**What the task requires**
Return verbatim every line from the start of the rows through the line containing "(1127, 582)", both ends included. Omit the pictures from your output.

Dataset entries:
^^^^^^^^

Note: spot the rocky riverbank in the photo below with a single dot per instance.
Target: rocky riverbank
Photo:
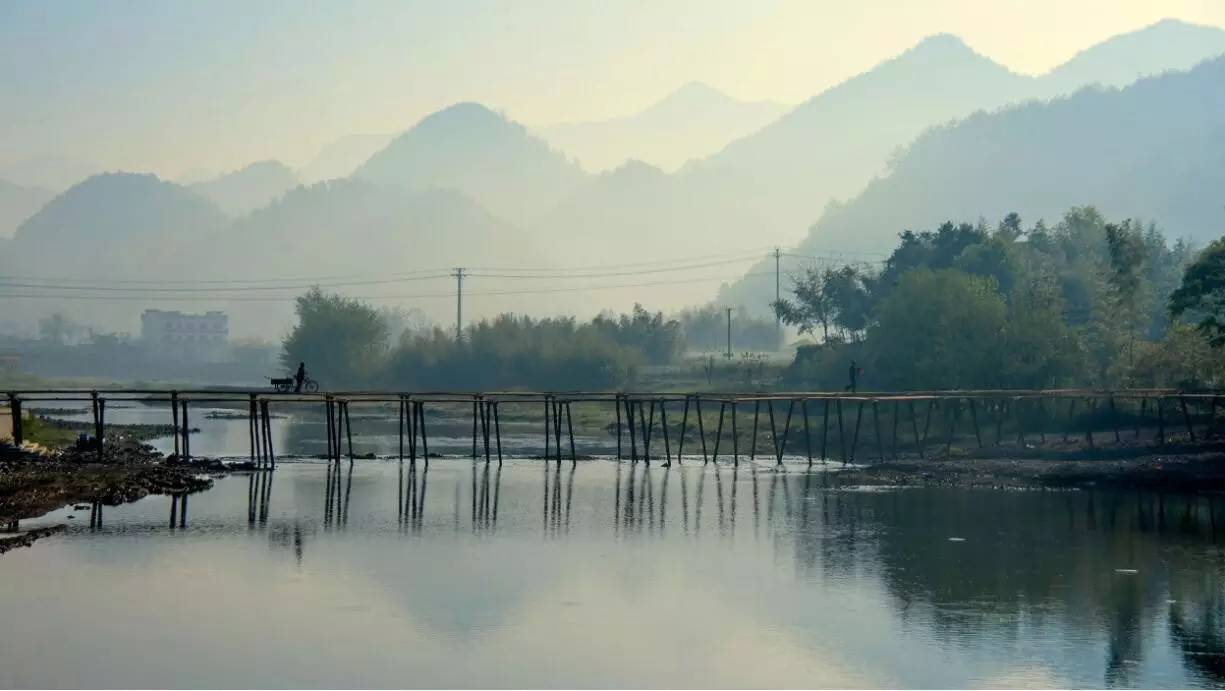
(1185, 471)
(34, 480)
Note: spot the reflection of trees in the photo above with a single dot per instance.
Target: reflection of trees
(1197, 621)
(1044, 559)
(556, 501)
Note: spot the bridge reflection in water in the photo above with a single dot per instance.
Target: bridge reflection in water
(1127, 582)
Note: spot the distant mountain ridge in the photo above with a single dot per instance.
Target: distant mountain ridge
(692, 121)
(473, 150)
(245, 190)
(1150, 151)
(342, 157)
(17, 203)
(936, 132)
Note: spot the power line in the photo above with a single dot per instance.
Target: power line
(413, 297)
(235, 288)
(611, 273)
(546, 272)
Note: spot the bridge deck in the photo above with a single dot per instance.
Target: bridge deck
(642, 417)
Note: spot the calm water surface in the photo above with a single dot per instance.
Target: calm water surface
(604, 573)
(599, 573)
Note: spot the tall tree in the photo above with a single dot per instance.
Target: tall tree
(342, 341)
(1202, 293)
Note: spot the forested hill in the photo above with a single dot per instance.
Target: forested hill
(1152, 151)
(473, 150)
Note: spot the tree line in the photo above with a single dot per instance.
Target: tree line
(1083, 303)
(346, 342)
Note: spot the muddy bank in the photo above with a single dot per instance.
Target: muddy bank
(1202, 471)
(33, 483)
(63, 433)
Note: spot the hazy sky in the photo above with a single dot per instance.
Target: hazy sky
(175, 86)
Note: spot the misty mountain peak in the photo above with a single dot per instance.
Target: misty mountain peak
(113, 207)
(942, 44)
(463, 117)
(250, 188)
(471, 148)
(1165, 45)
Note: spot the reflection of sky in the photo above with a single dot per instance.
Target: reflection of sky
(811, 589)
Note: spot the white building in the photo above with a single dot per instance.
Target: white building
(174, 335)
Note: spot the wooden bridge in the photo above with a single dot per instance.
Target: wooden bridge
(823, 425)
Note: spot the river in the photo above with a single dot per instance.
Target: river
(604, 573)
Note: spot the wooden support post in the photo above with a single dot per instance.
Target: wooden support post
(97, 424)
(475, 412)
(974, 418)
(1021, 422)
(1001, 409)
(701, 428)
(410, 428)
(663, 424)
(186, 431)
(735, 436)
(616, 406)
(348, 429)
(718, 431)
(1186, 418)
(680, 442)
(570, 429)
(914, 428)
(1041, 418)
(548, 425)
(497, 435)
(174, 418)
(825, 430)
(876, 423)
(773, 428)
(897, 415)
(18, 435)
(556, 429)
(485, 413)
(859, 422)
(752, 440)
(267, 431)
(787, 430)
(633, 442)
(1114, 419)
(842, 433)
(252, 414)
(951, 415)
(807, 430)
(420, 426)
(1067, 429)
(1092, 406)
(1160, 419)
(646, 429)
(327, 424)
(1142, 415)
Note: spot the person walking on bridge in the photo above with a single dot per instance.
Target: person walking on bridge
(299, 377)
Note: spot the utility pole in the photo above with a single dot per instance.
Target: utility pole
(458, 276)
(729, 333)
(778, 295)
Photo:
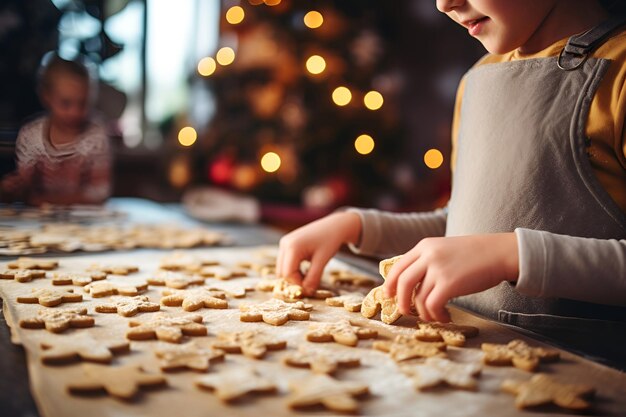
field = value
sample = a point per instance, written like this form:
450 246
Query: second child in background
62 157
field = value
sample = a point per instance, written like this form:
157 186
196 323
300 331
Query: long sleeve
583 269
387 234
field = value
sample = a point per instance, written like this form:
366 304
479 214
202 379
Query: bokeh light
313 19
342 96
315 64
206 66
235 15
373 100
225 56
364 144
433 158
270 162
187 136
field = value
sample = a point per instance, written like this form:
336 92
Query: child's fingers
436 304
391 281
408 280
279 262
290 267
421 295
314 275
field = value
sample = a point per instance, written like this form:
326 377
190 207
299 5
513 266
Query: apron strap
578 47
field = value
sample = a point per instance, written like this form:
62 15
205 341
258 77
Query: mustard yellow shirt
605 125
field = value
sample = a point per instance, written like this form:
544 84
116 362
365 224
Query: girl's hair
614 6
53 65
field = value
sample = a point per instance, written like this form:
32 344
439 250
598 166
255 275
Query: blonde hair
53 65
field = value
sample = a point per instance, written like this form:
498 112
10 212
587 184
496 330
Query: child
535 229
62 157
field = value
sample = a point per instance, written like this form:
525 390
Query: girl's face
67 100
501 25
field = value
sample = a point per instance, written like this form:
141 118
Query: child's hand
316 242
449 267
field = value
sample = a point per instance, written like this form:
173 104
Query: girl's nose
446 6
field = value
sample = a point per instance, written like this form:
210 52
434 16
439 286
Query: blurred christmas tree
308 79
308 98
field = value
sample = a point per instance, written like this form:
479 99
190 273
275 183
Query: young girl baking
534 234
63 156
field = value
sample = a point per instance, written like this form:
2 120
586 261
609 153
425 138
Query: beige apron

^^^^^^^^

**Solution to this exercise**
Note: spot the rocky riverbank in the photo below with a single dot per instance.
Target: rocky riverbank
Photo:
(1185, 471)
(34, 480)
Note: spot the reflection of trees in the photo above with a single dot per instance.
Target: reflection of trees
(1197, 621)
(1044, 559)
(556, 501)
Note: spot the bridge reflection in water in the photo above with a single dot per instance.
Target: bridge reflection in water
(1127, 582)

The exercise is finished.